> [RECORD SET]

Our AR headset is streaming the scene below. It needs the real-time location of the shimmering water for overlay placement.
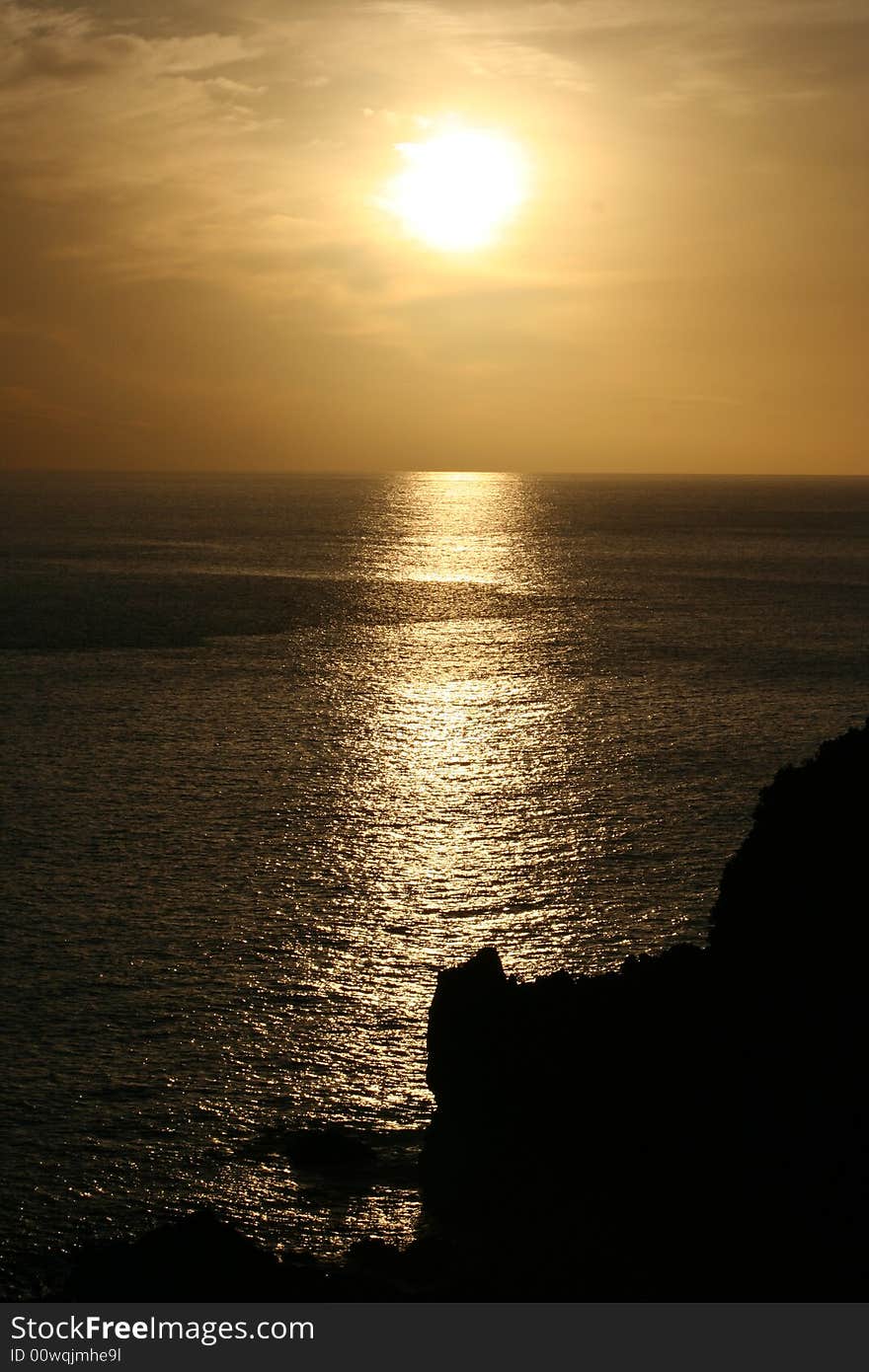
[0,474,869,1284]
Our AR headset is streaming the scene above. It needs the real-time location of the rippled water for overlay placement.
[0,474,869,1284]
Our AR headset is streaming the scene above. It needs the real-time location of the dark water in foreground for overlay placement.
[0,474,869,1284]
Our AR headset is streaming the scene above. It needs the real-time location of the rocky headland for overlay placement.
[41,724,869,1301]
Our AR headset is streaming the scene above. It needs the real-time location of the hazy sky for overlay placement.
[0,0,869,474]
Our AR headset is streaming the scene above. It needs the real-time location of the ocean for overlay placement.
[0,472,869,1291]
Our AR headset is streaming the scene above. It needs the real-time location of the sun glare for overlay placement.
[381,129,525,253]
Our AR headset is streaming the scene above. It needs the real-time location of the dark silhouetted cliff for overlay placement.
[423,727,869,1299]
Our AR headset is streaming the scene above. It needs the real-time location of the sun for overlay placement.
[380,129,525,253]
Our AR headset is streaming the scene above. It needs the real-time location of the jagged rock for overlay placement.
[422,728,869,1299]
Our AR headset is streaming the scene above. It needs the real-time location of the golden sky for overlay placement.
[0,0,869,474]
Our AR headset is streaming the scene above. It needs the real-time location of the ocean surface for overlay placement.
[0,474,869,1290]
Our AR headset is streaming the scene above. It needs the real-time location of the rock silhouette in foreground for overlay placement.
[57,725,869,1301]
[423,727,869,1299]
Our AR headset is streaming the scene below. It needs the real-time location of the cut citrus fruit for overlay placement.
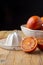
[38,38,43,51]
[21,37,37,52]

> [YOUR GOAL]
Select and copy each line of the records that contains the word "below", treating uppercase and lowercase letters as distinct.

> [RESPONSE TO THE EXERCISE]
Our AR headset is streaming the scene below. It needs the real-time location of the shimmering water for overlay placement.
Our AR headset is streaming the scene below. It needs the real-time location of the cut citrus fruit for overlay placement.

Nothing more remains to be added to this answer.